Passage:

In the Republican Party, the hegemony of the social conservatives is coming to an end. To no one’s surprise, Governor Huckabee carried the Republican caucuses in Kansas, where school boards want to teach creationism as science and prosecutors want to jail physicians who offer abortions. But Senator McCain carried Virginia, making substantial inroads among conservatives there.

Social conservatives will remain powerful in some regions of the country, but as a national force they are divided and spent.


Whether McCain, Obama or Clinton next resides there, social conservative leaders wedded to the old litany of so called moral issues can expect no invitations to the White House any time soon. There will be no amendments to the United States Constitution to ban abortion or gay marriage.


But among an emerging generation of new evangelical leaders, those embracing concerns for the environment, the plight of the world’s poor and a more compassionate and less coercive approach to abortion, there are those to whom the doors at 1600 Pennsylvania Avenue may be open. 


This change is taking place simultaneously with an important change in the Democratic Party, and the two may combine to be of profound importance for the future of the United States.


Senator Obama is attracting a legion of new, younger voters of both gender’s and all races, while Senator Clinton’s appeal has been to white women,  the lunch bucket (white) males who deserted the party for Reagan and Bush, and Hispanics to replace the wholesale desertion of black voters to Senator Obama.


But in Virginia and Maryland earlier this week, Obama attracted significant support in the former Clinton base among women and Hispanics, especially among younger voters.


The young voters whom Senator Obama is ushering into the political process could well combine with the moderate Republicans and independents gravitating to John McCain to create a new political center of gravity, one with the combination of enlightened self interest and foresight necessary to replace the old failed center of the Clinton and Bush years.

Exercise instructions:
Resume the piece on the 2008 primaries and the nation's shifting political center, picking up after its last sentence.

Input data:
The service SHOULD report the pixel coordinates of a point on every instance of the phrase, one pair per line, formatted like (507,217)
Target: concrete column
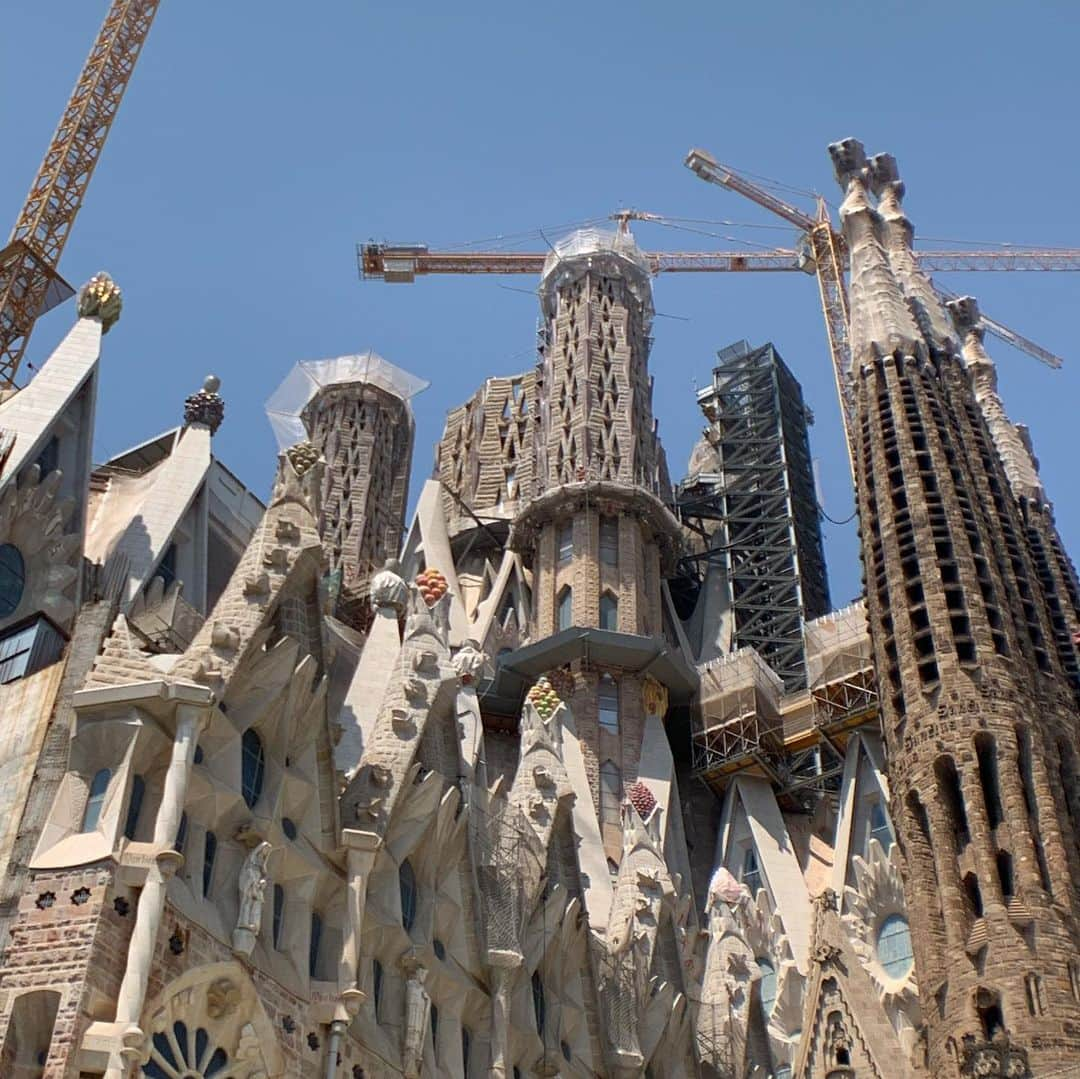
(151,901)
(361,850)
(503,966)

Solved problem:
For example, exponentially expanding entitlement spending for older Americans is effectively mortgaging the future of the country and especially the young. All attempts at reform have so far failed, as legislators who know better have been cowed by the threat of reprisal at the ballot box by older Americans.


These young voters represent a potentially countervailing political will, principally within the Democratic Party, that could combine with fiscally responsible Republicans to challenge the appetite of older Americans for an ever larger share of the pie.


These younger voters may also see the debate over health care in a way that offers room for common cause with Republicans.


The largest group among the uninsured in the United States are the young. At the end of the day, they may see the Clinton proposal not so much as “universal,” but rather as “compulsory” as it affects them. 


Most Americans do not like being told what to do, and certainly not by their government. But Clinton’s generation has got used to it. For all their complaining to pollsters, they have largely surrendered to the bureaucracies of Medicare, Medicade, Social Security, the IRS and others in that phalanx of federal agencies that regulate so much of their lives.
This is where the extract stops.